Single by Steely Dan featuring Carolyn Leonhart

from the album Two Against Nature
- Released: 2000
- Recorded: 1998
- Genre: Rock
- Length: 5:26
- Label: Giant
- Songwriters: Walter Becker, Donald Fagen
- Producers: Walter Becker, Donald Fagen

Steely Dan featuring Carolyn Leonhart singles chronology
| "Time Out of Mind" (1981) | "Cousin Dupree" (2000) | "Blues Beach" (2003) |

Official audio
- Cousin Dupree on YouTube

= Cousin Dupree =

2000 song performed by Steely Dan

"Cousin Dupree" is a single released in 2000 from Steely Dan's album Two Against Nature, also released that year. The female vocals of this song were provided by Carolyn Leonhart.

==Background==
The song's lyrics describe the sexual desires the narrator, Dupree, has for his attractive cousin Janine. In 2001, the song won a Grammy Award for Best Pop Performance by a Duo or Group with Vocal.

=-=-=-=-=

*Task set:*
A) Translate this sentence from the Cousin Dupree article into Spanish: "The female vocals of this song were provided by Carolyn Leonhart."
B) Does the Cousin Dupree article support each of these statements? Answer yes or no for each, quoting the words that decide it. (i) The song was recorded in 1998. (ii) The single was released on the Columbia label. (iii) The song won a Grammy Award in 2001.
C) Please write a continuation of the Cousin Dupree article, starting after its last sentence.

*Pointing records:*
=-=-=-=-=

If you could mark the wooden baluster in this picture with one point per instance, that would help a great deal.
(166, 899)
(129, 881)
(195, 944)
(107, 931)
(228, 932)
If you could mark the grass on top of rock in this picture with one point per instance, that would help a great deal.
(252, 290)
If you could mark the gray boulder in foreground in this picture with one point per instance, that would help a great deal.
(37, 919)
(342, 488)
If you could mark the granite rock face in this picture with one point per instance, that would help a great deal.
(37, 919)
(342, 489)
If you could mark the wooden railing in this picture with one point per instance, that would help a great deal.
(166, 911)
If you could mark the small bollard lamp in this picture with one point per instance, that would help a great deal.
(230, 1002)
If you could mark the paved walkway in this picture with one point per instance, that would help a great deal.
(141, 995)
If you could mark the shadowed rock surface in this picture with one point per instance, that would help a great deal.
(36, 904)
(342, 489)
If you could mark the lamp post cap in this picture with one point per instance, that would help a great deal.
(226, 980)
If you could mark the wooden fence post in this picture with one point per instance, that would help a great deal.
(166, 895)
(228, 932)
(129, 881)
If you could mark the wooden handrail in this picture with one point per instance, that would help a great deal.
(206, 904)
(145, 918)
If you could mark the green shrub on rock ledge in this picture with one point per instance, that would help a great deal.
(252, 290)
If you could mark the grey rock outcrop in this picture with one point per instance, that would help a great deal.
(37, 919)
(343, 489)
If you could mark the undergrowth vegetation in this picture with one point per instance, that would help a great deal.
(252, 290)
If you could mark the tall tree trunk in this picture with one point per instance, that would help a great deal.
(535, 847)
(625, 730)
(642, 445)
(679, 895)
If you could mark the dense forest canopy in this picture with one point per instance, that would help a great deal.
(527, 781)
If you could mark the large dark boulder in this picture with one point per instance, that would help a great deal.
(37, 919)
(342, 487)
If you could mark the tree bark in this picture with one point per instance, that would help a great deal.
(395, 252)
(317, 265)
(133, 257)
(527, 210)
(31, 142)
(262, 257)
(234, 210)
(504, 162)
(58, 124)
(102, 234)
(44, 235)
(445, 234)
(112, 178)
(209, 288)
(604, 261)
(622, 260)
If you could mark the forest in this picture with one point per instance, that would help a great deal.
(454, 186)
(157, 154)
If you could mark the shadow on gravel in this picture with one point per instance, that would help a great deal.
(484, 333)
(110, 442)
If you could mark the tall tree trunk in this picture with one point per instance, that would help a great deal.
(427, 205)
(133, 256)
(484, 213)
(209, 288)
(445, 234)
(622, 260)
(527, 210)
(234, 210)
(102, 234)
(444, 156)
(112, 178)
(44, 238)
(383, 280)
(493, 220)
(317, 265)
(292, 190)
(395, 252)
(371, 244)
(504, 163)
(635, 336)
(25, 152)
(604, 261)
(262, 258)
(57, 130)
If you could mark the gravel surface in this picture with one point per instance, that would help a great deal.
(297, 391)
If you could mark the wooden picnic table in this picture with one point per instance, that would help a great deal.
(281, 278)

=-=-=-=-=

*Expected answers:*
A) Las voces femeninas de esta canción fueron aportadas por Carolyn Leonhart.

B)
(i) Yes: "Recorded: 1998"
(ii) No: "Label: Giant"
(iii) Yes: "In 2001, the song won a Grammy Award for Best Pop Performance by a Duo or Group with Vocal."

C)
In July 2006, Steely Dan posted a humorous letter on their website saying that the title of Owen Wilson's film You, Me and Dupree was stolen from their song. The film is about a house guest who overstays his welcome; the song's title character is a slacker who is sleeping on his aunt's couch. Owen Wilson defended himself in similarly deadpan comic fashion, stating, "I have never heard the song 'Cousin Dupree' and I don't even know who this gentleman, Mr. Steely Dan, is. I hope this helps to clear things up and I can get back to concentrating on my new movie, 'HEY 19.'"

==Release==
The single included live tracks from the band's 90's American tour. "Aja" is taken from the album Alive in America, while the other two songs are exclusive to the single.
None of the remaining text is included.